[Raw records]
-=-=-

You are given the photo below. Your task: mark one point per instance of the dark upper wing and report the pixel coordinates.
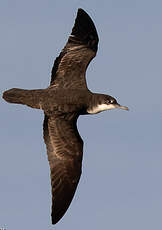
(64, 149)
(70, 66)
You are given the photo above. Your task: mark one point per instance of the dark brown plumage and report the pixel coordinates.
(63, 101)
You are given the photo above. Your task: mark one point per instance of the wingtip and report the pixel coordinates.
(85, 30)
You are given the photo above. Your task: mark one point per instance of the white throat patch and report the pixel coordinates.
(100, 108)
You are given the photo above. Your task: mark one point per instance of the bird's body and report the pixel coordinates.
(63, 102)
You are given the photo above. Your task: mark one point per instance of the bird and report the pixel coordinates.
(66, 98)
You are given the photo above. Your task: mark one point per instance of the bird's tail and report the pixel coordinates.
(23, 96)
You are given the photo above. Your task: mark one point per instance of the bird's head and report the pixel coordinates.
(104, 102)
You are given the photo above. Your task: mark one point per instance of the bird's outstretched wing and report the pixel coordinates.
(64, 149)
(70, 66)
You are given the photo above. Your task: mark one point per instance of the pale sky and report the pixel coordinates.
(121, 183)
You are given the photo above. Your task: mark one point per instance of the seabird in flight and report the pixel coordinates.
(63, 102)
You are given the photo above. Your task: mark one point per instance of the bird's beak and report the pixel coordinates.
(122, 107)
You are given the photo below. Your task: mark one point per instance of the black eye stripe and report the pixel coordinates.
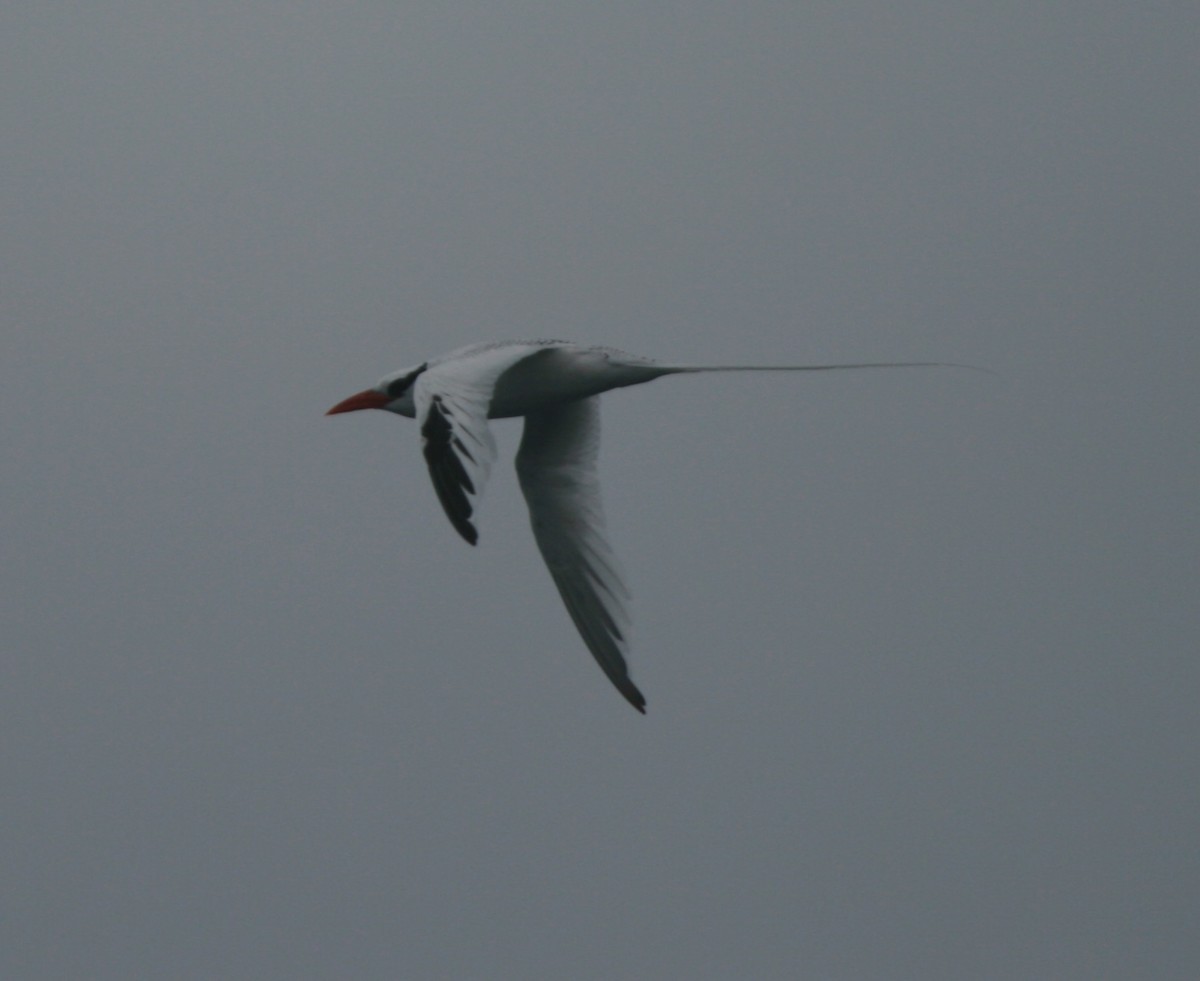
(401, 385)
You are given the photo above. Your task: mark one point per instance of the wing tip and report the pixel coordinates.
(633, 696)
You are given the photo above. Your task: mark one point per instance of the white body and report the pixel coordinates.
(553, 384)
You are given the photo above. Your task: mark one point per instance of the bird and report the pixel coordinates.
(555, 385)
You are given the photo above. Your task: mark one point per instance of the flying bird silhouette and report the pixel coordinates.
(555, 385)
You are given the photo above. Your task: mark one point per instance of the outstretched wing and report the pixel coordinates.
(557, 469)
(453, 398)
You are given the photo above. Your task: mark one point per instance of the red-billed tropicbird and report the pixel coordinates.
(553, 384)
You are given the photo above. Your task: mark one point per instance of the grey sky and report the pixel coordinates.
(919, 648)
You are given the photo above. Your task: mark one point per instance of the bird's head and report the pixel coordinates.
(393, 392)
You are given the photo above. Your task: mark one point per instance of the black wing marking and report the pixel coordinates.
(443, 452)
(557, 470)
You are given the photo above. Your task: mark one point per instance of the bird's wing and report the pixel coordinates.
(451, 399)
(557, 469)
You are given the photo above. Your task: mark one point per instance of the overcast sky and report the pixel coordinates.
(919, 648)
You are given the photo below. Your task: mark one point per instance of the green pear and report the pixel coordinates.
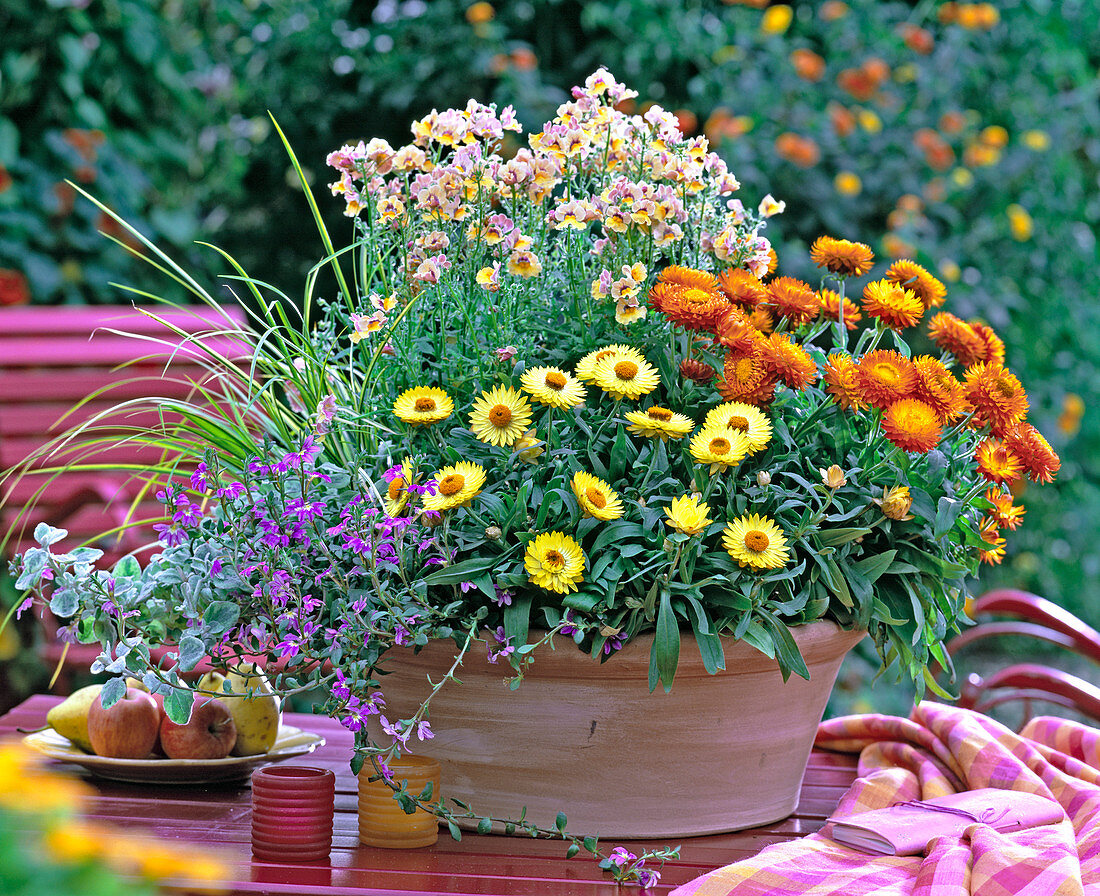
(69, 718)
(255, 712)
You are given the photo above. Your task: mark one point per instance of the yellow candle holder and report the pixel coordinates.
(382, 820)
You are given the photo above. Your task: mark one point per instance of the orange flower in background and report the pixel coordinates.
(897, 307)
(793, 300)
(807, 65)
(1004, 511)
(839, 378)
(938, 388)
(912, 426)
(842, 119)
(13, 288)
(831, 308)
(994, 551)
(910, 275)
(788, 361)
(916, 39)
(1034, 452)
(696, 371)
(883, 376)
(957, 336)
(997, 462)
(798, 150)
(842, 256)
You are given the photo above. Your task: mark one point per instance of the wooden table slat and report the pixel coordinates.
(220, 817)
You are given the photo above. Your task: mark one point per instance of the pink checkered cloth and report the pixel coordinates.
(941, 750)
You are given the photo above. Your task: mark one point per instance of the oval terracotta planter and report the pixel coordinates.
(718, 753)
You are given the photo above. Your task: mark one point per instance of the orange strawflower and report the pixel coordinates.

-=-=-

Rewrite all the lines above as a numbered list, skipping any blank lines. Leave the pictures out.

1. You are given the photo below. Your task: mark one point per instance of the dark upper wing and report the pixel coordinates.
2. (64, 149)
3. (70, 66)
4. You are given the photo above. Your task: mark one point per instance of the dark brown plumage and report the pixel coordinates.
5. (63, 101)
6. You are given the photo above. Your task: mark one point per instance of the wingtip and report the pixel coordinates.
7. (85, 30)
8. You are given the photo above. Your task: mark one point per instance of the white throat patch and report the pixel coordinates.
9. (100, 108)
10. You are given the photo above. Your task: mark one point per instance of the bird's body and report the pixel coordinates.
11. (63, 102)
12. You are given the photo above. Your task: mark one point per instance of the bird and report the pixel coordinates.
13. (66, 98)
14. You are given the photo above. Your task: mark one point per instance of the bird's tail and report the pixel coordinates.
15. (23, 96)
16. You are given the photo above. Your task: mark one point per instance of the bird's head and report the pixel coordinates.
17. (104, 102)
18. You are given the photo above. Your task: mark one point per instance of the bird's outstretched wing and report the pixel coordinates.
19. (64, 149)
20. (70, 66)
21. You are given the photo above. Your task: mark one point per instance of the pale sky and report the pixel coordinates.
22. (121, 183)
23. You are given the photo above. Your task: mark one point per instance of the seabird in flight and report the pixel coordinates.
24. (63, 102)
25. You are given the photo above. Your task: mark one point per instance of the bird's beak and report the pixel coordinates.
26. (122, 107)
27. You are given the photo below. Your task: mark one point per instance of the black eye stripe and report the pixel coordinates.
28. (401, 385)
29. You are given the photo above. Your task: mark one point per instance of the wing tip and report the pixel coordinates.
30. (633, 696)
31. You are given the photo above. Your task: mark one point per instance of the white body and report the pixel coordinates.
32. (553, 384)
33. You are given the photo above. Your task: mark one point per instance of the bird and report the pixel coordinates.
34. (555, 385)
35. You are given the photo above. Your task: mark one point per instance of the flying bird silhouette and report the pixel coordinates.
36. (555, 385)
37. You are given the photo above. Your task: mark one point per instance of the outstretched wing and report the pixel coordinates.
38. (557, 469)
39. (453, 398)
40. You are given the photo above. Your task: mark one point per instance of the red-billed tropicbird and report the pixel coordinates.
41. (553, 384)
42. You are given the photo above. Your task: mark one point per instance of the grey sky and report the pixel coordinates.
43. (919, 648)
44. You are given the photo above. Your task: mark one point per instance of the bird's head and report the pixel coordinates.
45. (393, 392)
46. You are given the photo above. Your task: mark one point per instance of the black wing marking and report the pixel coordinates.
47. (443, 452)
48. (557, 470)
49. You are given the photo above. Your task: mark one point per instance of the bird's wing and report the pixel coordinates.
50. (451, 399)
51. (557, 469)
52. You are given the photo above. Your task: mark one point per instance of the overcast sky and report the pixel coordinates.
53. (919, 648)
54. You are given the photo below. Your task: mark one point per instance of the green pear and report the pixel coordinates.
55. (69, 718)
56. (255, 712)
57. You are given the photo above. Your task: mark one point per instance of the yellow candle holder and report the pixel coordinates.
58. (382, 820)
59. You are given the photo above. Your task: mark one point per instance of the orange flower in background and report the pixel coordinates.
60. (897, 307)
61. (793, 300)
62. (807, 65)
63. (1004, 511)
64. (839, 378)
65. (938, 388)
66. (912, 426)
67. (842, 119)
68. (13, 288)
69. (831, 308)
70. (994, 551)
71. (910, 275)
72. (788, 361)
73. (916, 39)
74. (1034, 452)
75. (696, 371)
76. (883, 376)
77. (957, 336)
78. (997, 462)
79. (798, 150)
80. (842, 256)
81. You are given the photo above. Your task: mark one point per instance of the wooden table slat and report the pixel coordinates.
82. (220, 817)
83. You are given the photo above. Your task: mark one point per instance of the pink checkered cloth and report the pixel coordinates.
84. (941, 750)
85. You are given the photo above. Your task: mark one point per instance of the oval terracotta planter and report the pixel coordinates.
86. (718, 753)
87. You are given the photo above. Your task: mark one point per instance of the orange strawflower and report the pixel coordinates.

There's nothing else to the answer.